> [THE EXERCISE] Return every item below word for word, leaving out the pictures.

Extracted items
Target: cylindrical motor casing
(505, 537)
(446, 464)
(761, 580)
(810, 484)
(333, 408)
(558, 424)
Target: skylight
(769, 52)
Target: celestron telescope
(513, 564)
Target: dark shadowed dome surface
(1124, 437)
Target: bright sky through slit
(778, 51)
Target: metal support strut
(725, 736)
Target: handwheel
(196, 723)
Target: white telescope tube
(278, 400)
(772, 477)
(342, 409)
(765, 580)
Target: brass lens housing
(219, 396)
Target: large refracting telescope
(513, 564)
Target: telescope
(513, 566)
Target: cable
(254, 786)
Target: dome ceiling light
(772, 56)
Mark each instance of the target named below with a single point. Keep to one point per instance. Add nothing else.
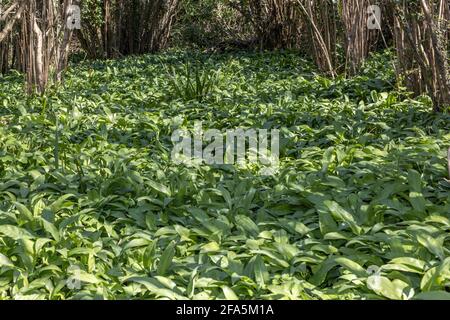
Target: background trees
(34, 37)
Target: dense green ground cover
(88, 191)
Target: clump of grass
(192, 82)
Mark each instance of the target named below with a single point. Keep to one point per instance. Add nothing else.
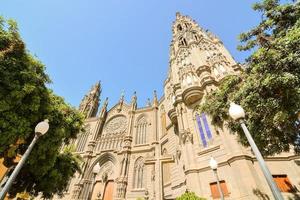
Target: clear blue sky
(123, 43)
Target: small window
(179, 27)
(215, 192)
(283, 183)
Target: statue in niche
(98, 196)
(104, 177)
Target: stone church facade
(163, 150)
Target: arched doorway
(108, 191)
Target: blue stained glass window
(208, 132)
(202, 136)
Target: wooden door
(109, 189)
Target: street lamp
(214, 166)
(96, 170)
(237, 113)
(40, 129)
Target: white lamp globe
(96, 168)
(42, 127)
(213, 163)
(236, 111)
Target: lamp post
(96, 170)
(40, 129)
(236, 112)
(214, 166)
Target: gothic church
(163, 150)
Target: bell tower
(90, 102)
(198, 61)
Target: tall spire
(121, 101)
(103, 110)
(134, 101)
(155, 100)
(90, 102)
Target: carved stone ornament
(178, 154)
(187, 137)
(116, 125)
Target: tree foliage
(24, 101)
(189, 196)
(269, 88)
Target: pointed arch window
(163, 121)
(182, 42)
(166, 169)
(204, 129)
(139, 175)
(141, 131)
(82, 140)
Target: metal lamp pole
(238, 113)
(40, 129)
(96, 170)
(214, 166)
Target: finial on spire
(121, 101)
(122, 95)
(90, 102)
(155, 100)
(134, 101)
(148, 104)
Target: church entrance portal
(108, 192)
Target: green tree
(189, 196)
(269, 87)
(25, 100)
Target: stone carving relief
(116, 125)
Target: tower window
(179, 27)
(283, 183)
(138, 181)
(141, 131)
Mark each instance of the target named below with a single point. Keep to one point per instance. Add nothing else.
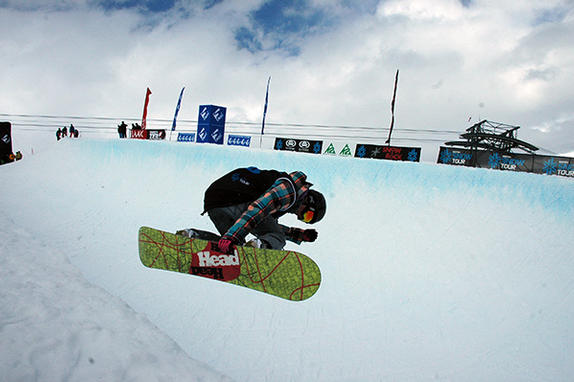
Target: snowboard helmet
(313, 208)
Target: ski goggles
(308, 216)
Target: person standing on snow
(249, 200)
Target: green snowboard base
(286, 274)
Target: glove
(309, 235)
(226, 244)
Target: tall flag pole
(264, 112)
(388, 142)
(176, 112)
(147, 94)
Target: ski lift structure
(493, 136)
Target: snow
(430, 272)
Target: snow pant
(268, 230)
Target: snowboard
(286, 274)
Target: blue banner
(239, 140)
(265, 108)
(186, 137)
(177, 109)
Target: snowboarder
(249, 200)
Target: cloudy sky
(331, 62)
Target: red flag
(147, 94)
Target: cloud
(331, 62)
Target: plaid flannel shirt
(278, 198)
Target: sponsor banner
(239, 140)
(455, 156)
(156, 134)
(5, 139)
(299, 145)
(539, 164)
(411, 154)
(211, 124)
(138, 134)
(186, 137)
(344, 152)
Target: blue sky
(331, 62)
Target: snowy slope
(429, 272)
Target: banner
(538, 164)
(156, 135)
(5, 139)
(393, 108)
(211, 124)
(186, 137)
(177, 109)
(411, 154)
(147, 94)
(265, 107)
(239, 140)
(299, 145)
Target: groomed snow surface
(430, 272)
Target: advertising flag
(147, 94)
(393, 108)
(177, 109)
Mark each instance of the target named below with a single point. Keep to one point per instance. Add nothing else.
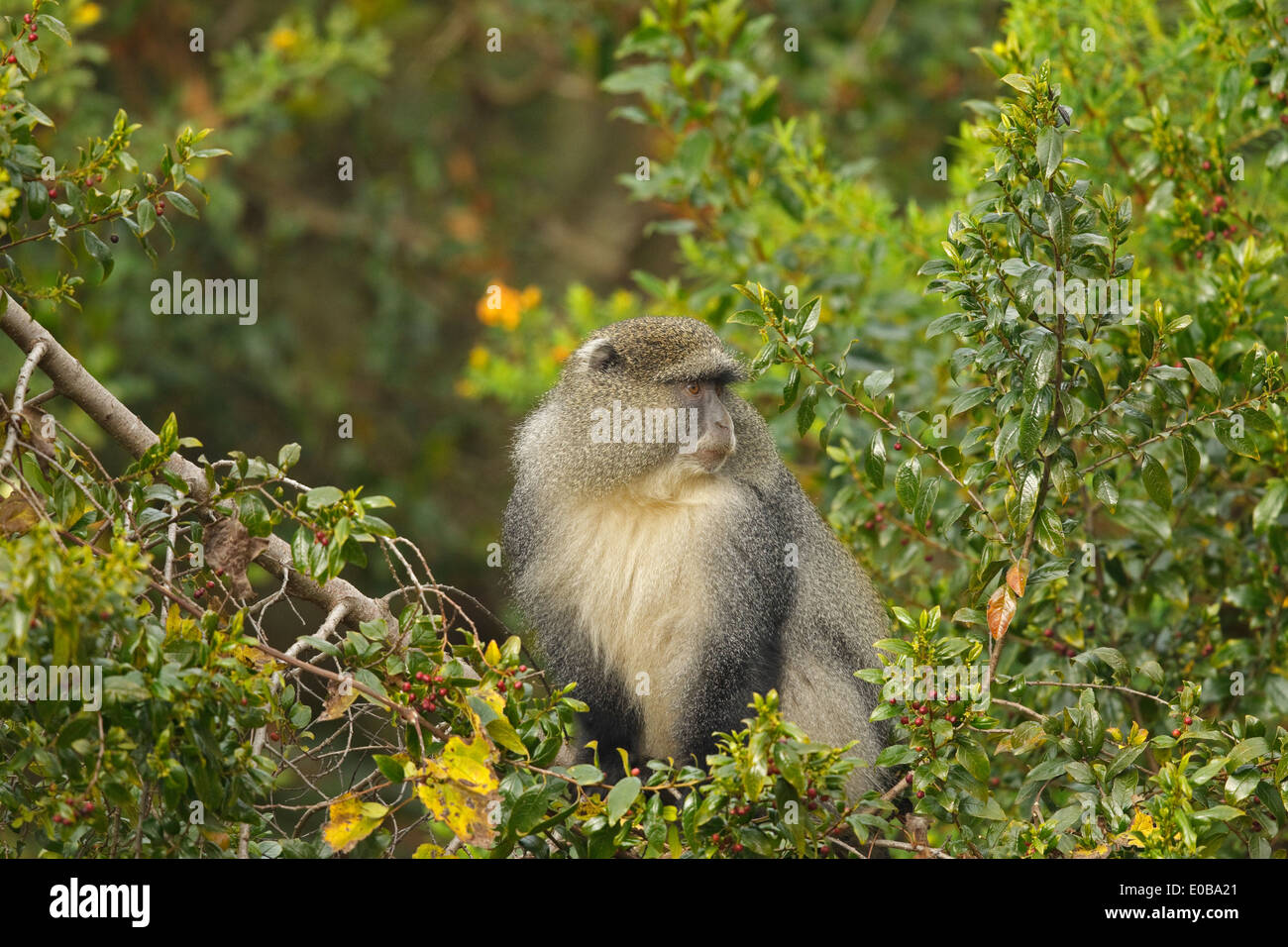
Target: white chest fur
(635, 569)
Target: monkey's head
(640, 397)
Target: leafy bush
(1077, 512)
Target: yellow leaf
(460, 789)
(349, 822)
(338, 701)
(1018, 577)
(17, 515)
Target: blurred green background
(471, 167)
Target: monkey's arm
(742, 651)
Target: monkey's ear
(600, 355)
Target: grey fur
(597, 531)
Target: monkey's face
(715, 438)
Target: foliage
(1094, 493)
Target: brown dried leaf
(1001, 609)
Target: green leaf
(1033, 423)
(947, 324)
(287, 455)
(1205, 375)
(54, 26)
(622, 796)
(181, 204)
(1243, 446)
(1192, 458)
(805, 412)
(1050, 532)
(1106, 489)
(907, 483)
(967, 399)
(1039, 365)
(1050, 151)
(975, 761)
(812, 309)
(1057, 223)
(585, 775)
(389, 768)
(926, 496)
(146, 215)
(322, 496)
(877, 381)
(99, 250)
(1270, 505)
(874, 460)
(747, 317)
(1017, 81)
(27, 55)
(1157, 482)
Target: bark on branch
(123, 425)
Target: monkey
(673, 566)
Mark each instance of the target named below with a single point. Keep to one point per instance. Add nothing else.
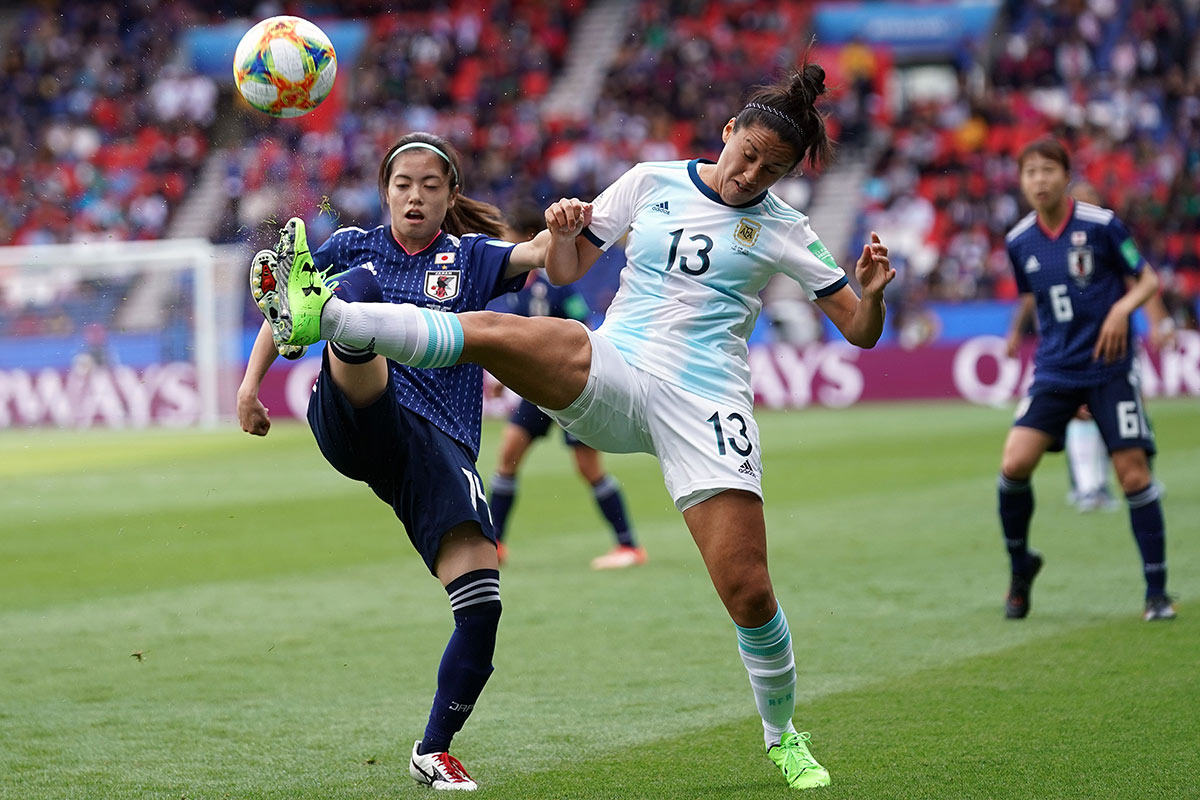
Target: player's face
(1043, 182)
(754, 158)
(419, 194)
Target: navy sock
(1015, 511)
(358, 284)
(504, 494)
(467, 661)
(612, 506)
(1150, 533)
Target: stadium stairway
(197, 217)
(594, 46)
(833, 214)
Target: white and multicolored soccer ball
(285, 66)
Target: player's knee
(1133, 470)
(1017, 464)
(750, 602)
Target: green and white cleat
(288, 289)
(795, 761)
(292, 352)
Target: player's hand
(1113, 341)
(874, 270)
(565, 218)
(253, 415)
(1162, 336)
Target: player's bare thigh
(1024, 449)
(544, 359)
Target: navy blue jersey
(1075, 276)
(453, 274)
(540, 298)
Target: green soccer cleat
(795, 761)
(288, 289)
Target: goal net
(123, 334)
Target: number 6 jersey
(1075, 275)
(689, 292)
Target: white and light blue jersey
(689, 292)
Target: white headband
(426, 145)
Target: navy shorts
(427, 477)
(537, 422)
(1116, 405)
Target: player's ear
(729, 130)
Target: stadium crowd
(1117, 82)
(99, 145)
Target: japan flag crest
(442, 284)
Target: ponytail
(789, 108)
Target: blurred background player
(1080, 269)
(411, 434)
(528, 422)
(1087, 458)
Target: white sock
(1089, 457)
(767, 655)
(407, 334)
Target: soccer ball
(285, 66)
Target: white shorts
(705, 446)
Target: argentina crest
(442, 284)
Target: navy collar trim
(707, 191)
(391, 238)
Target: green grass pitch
(210, 615)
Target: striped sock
(1015, 511)
(1150, 533)
(467, 661)
(612, 506)
(407, 334)
(767, 654)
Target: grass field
(289, 635)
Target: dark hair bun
(808, 83)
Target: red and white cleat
(439, 770)
(619, 558)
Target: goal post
(120, 334)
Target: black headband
(777, 113)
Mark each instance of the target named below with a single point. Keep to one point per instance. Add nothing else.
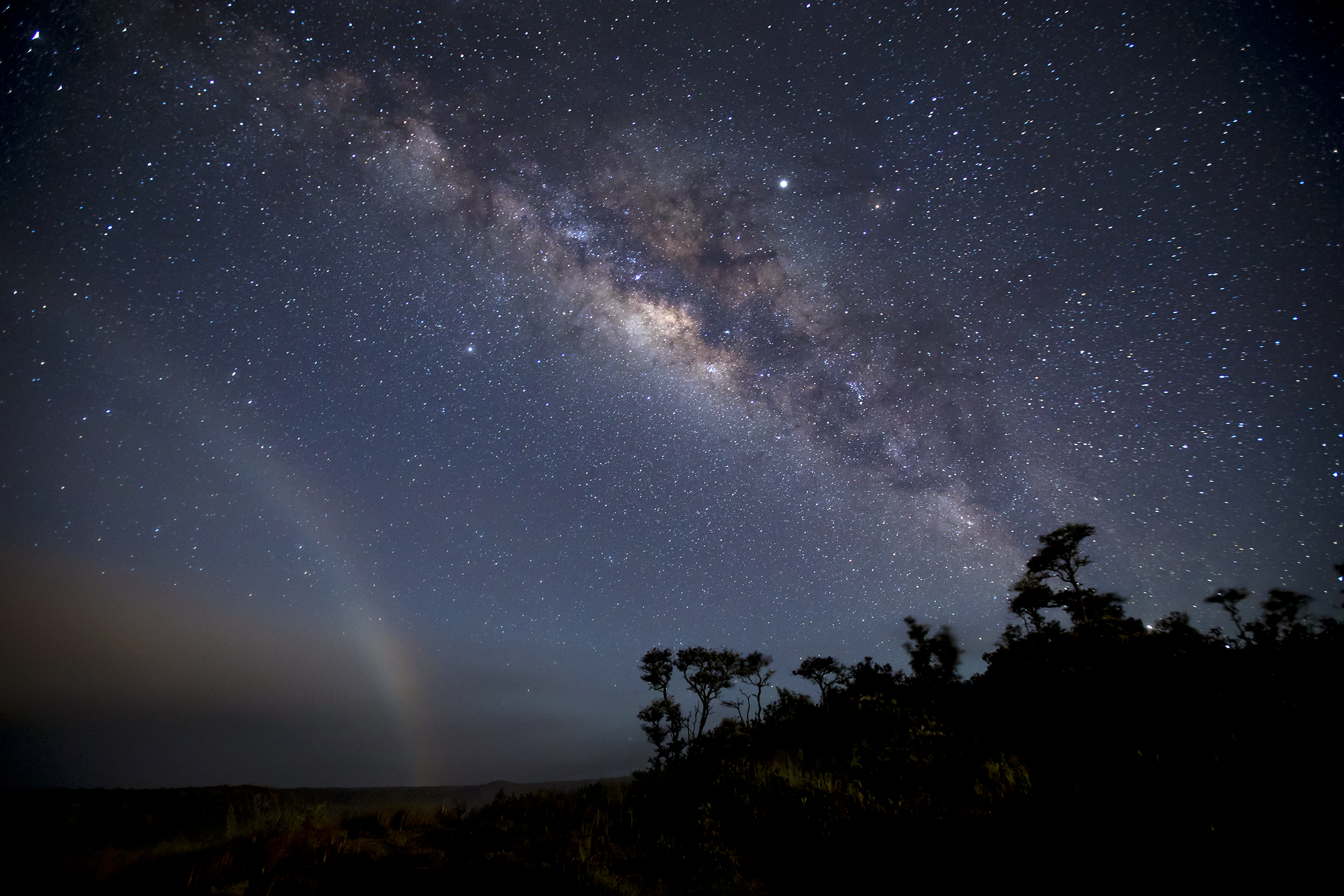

> [EXERCISE RESULT]
Target: cylindrical motor casing
(505, 537)
(446, 464)
(761, 580)
(810, 484)
(333, 408)
(558, 424)
Target: skylight
(769, 52)
Target: celestron telescope
(513, 564)
Target: dark shadowed dome surface
(1124, 437)
Target: bright sky through slit
(778, 51)
Target: metal support strut
(725, 736)
Target: handwheel
(196, 723)
Target: white telescope tube
(278, 400)
(772, 477)
(342, 409)
(765, 580)
Target: brass lens housing
(219, 396)
Target: large refracting telescope
(513, 564)
Target: telescope
(513, 566)
Target: cable
(254, 786)
Target: dome ceiling light
(772, 56)
Mark each instance of the target named below with a single point. Keep to one point per instance. Add nothing else.
Target: background trees
(34, 37)
Target: dense green ground cover
(88, 191)
Target: clump of grass
(192, 82)
Mark each instance of the target named below with a single point. Keep to one point per instance. Add nothing else.
Target: clear blue sky
(123, 43)
Target: small window
(179, 27)
(215, 192)
(283, 183)
Target: statue in niche
(98, 196)
(104, 177)
Target: stone church facade
(163, 150)
Target: arched doorway
(108, 191)
Target: blue stained glass window
(208, 132)
(202, 136)
Target: wooden door
(109, 189)
Target: street lamp
(214, 166)
(96, 170)
(237, 113)
(40, 129)
Target: white lamp globe
(96, 168)
(42, 127)
(213, 163)
(236, 111)
Target: lamp post
(96, 170)
(40, 129)
(236, 112)
(214, 166)
Target: gothic church
(163, 150)
Target: bell tower
(90, 102)
(198, 61)
Target: tall spire
(121, 101)
(103, 110)
(134, 101)
(155, 100)
(90, 102)
Target: carved stone ornament
(178, 154)
(187, 137)
(116, 125)
Target: tree foliage
(24, 101)
(189, 196)
(269, 88)
Target: pointed arch window
(163, 121)
(182, 42)
(166, 169)
(204, 129)
(139, 175)
(141, 131)
(82, 140)
Target: metal lamp pole
(238, 113)
(40, 129)
(96, 170)
(214, 166)
Target: finial on spire
(121, 101)
(122, 95)
(90, 102)
(155, 100)
(134, 101)
(148, 104)
Target: church entrance portal
(108, 192)
Target: green tree
(189, 196)
(269, 87)
(25, 100)
Target: stone carving relief
(116, 125)
Target: tower window
(179, 27)
(283, 183)
(138, 181)
(141, 131)
Mark each instance of the target named below with a single point. Keep to one point per instance. Add nothing else.
Target: snowboard helmet
(313, 208)
Target: ski goggles
(308, 216)
Target: person standing on snow
(249, 200)
Target: green snowboard base
(286, 274)
Target: glove
(309, 235)
(226, 244)
Target: tall flag pole
(264, 112)
(388, 142)
(176, 112)
(147, 94)
Target: ski lift structure
(493, 136)
Target: snow
(430, 272)
Target: snow pant
(268, 230)
Target: snowboard
(286, 274)
Target: blue banner
(239, 140)
(265, 108)
(186, 137)
(177, 109)
Target: snowboarder
(249, 200)
Target: cloudy sky
(331, 62)
Target: red flag
(147, 94)
Target: cloud
(331, 62)
Target: plaid flannel shirt
(278, 198)
Target: sponsor banner
(239, 140)
(455, 156)
(156, 134)
(5, 139)
(299, 145)
(539, 164)
(411, 154)
(211, 124)
(138, 134)
(186, 137)
(344, 152)
Target: blue sky
(331, 62)
Target: snowy slope
(429, 272)
Target: banner
(538, 164)
(156, 135)
(5, 139)
(393, 108)
(211, 124)
(186, 137)
(177, 109)
(411, 154)
(147, 94)
(265, 107)
(239, 140)
(299, 145)
Target: groomed snow surface
(430, 272)
Target: advertising flag
(147, 94)
(393, 108)
(177, 109)
Mark each instance of the target named below with a single point. Keep to one point per instance. Add nothing else.
Target: white chest fur
(635, 569)
Target: monkey's head
(640, 397)
Target: leafy bush
(1077, 512)
Target: yellow leaf
(460, 789)
(349, 822)
(338, 701)
(1018, 577)
(17, 515)
Target: blurred green background
(471, 167)
Target: monkey's arm
(742, 651)
Target: monkey's ear
(600, 355)
Target: grey fur
(597, 531)
Target: monkey's face
(715, 438)
Target: foliage
(1094, 493)
Target: brown dried leaf
(1001, 609)
Target: green leaf
(1033, 423)
(947, 324)
(287, 455)
(1205, 375)
(54, 26)
(622, 796)
(181, 204)
(1243, 446)
(1192, 458)
(805, 412)
(1050, 532)
(1106, 489)
(907, 483)
(967, 399)
(1039, 365)
(1050, 151)
(975, 761)
(812, 309)
(1057, 223)
(585, 775)
(389, 768)
(926, 496)
(146, 215)
(322, 496)
(877, 381)
(99, 250)
(1270, 505)
(874, 460)
(747, 317)
(1017, 81)
(27, 55)
(1157, 482)
Target: bark on branch
(123, 425)
Target: monkey
(673, 566)
Mark each instance of the target named below with a single point. Keep to one point per instance. Add nothing else.
Target: player's face
(1043, 182)
(754, 158)
(419, 194)
Target: navy sock
(1015, 511)
(358, 284)
(504, 494)
(467, 661)
(612, 506)
(1150, 533)
Target: stadium stairway
(197, 217)
(594, 46)
(833, 214)
Target: white and multicolored soccer ball
(285, 66)
Target: player's knee
(1133, 470)
(1017, 464)
(750, 602)
Target: green and white cleat
(288, 289)
(795, 761)
(292, 352)
Target: player's hand
(1113, 341)
(874, 270)
(565, 218)
(253, 415)
(1162, 336)
Target: player's bare thigh
(1024, 449)
(544, 359)
Target: navy blue jersey
(1075, 276)
(453, 274)
(540, 298)
Target: green soccer cleat
(795, 761)
(288, 289)
Target: goal net
(123, 334)
Target: number 6 jersey
(1075, 275)
(689, 292)
Target: white and light blue jersey
(689, 292)
Target: white headband
(426, 145)
Target: navy shorts
(427, 477)
(537, 422)
(1116, 405)
Target: player's ear
(729, 130)
Target: stadium crowd
(1117, 82)
(99, 145)
Target: japan flag crest
(442, 284)
Target: ponytail
(789, 108)
Target: blurred background player
(1080, 269)
(411, 434)
(528, 422)
(1087, 458)
Target: white sock
(1089, 457)
(767, 655)
(407, 334)
Target: soccer ball
(285, 66)
Target: white shorts
(705, 446)
Target: argentina crest
(442, 284)
Target: navy collar trim
(707, 191)
(391, 238)
Target: green grass pitch
(210, 615)
Target: striped sock
(1015, 511)
(1150, 533)
(467, 661)
(612, 506)
(407, 334)
(767, 654)
Target: grass field
(289, 635)
Target: dark hair bun
(808, 83)
Target: red and white cleat
(439, 770)
(619, 558)
Target: goal post
(120, 334)
Target: black headband
(777, 113)
Mark each instance of the target named below with a single point. Keep to one point per instance. Add nothing else.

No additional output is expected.